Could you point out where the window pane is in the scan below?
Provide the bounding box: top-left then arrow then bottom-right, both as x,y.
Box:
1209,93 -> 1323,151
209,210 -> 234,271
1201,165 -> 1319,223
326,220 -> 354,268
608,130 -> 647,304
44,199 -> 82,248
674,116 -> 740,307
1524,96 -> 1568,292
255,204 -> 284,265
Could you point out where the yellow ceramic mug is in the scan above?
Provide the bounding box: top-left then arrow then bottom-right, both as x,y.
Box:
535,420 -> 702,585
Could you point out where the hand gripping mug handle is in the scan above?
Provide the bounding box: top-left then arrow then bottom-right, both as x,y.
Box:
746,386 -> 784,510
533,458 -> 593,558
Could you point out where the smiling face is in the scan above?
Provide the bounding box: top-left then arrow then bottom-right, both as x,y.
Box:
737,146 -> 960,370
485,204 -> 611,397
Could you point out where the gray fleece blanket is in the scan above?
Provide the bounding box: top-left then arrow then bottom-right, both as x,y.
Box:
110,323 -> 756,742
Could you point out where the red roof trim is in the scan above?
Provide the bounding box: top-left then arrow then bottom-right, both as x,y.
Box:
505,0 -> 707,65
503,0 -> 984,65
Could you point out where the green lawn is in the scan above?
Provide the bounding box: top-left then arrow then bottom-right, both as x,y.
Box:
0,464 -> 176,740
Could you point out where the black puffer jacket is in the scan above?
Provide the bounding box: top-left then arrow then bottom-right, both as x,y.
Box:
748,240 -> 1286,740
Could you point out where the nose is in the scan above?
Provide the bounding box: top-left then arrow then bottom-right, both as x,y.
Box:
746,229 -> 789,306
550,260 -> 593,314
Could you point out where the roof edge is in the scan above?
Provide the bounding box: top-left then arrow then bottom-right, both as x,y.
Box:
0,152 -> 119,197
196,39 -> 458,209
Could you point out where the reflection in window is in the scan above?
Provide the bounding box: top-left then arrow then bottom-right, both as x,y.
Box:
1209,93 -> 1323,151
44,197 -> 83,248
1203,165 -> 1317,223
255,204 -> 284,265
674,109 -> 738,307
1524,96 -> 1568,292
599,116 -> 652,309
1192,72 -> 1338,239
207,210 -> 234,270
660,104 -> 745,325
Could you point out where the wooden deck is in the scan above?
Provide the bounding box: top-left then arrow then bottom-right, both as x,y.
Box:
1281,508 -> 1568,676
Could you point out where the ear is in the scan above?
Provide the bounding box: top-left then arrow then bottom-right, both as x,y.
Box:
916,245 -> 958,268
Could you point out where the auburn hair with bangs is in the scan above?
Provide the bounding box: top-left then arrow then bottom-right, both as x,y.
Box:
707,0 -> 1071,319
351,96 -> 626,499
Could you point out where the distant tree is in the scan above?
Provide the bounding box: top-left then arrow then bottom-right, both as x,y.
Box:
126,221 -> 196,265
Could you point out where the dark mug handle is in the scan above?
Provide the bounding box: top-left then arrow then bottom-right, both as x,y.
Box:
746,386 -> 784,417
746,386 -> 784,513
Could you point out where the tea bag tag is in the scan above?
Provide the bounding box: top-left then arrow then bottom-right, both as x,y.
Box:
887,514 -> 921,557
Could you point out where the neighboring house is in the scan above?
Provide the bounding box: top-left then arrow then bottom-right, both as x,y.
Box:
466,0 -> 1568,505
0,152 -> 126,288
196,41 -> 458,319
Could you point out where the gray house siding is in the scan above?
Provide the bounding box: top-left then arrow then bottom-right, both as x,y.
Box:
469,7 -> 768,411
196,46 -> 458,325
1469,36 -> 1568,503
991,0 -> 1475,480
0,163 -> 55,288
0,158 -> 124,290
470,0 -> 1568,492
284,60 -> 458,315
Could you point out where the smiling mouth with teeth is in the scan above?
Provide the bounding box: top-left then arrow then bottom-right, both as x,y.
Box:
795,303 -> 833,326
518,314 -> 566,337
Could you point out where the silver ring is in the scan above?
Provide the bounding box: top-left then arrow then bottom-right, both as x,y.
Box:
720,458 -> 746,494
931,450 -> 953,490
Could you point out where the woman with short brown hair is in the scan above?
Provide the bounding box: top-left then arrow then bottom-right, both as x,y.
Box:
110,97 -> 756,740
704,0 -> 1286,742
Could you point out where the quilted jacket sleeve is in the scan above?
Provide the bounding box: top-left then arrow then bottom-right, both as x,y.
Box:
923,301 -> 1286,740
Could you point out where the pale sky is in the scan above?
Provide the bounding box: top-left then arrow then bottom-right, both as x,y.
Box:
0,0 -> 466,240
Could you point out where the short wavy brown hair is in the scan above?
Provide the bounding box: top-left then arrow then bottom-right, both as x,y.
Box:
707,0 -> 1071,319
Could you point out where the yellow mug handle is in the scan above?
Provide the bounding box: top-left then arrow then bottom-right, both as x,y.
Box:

======

Objective: Give the records as a JSON list of strings, one string per line with blank lines left out. Begin at the line that contains "Could you point out where the smiling face" and stop after the line that contains "485,204 -> 611,397".

Correct output:
[
  "Could you point out where the smiling face is in the scan above?",
  "Provide the bounding box: top-left then arrow then bottom-right, both as x,y.",
  "Box:",
  "737,146 -> 960,370",
  "485,204 -> 611,397"
]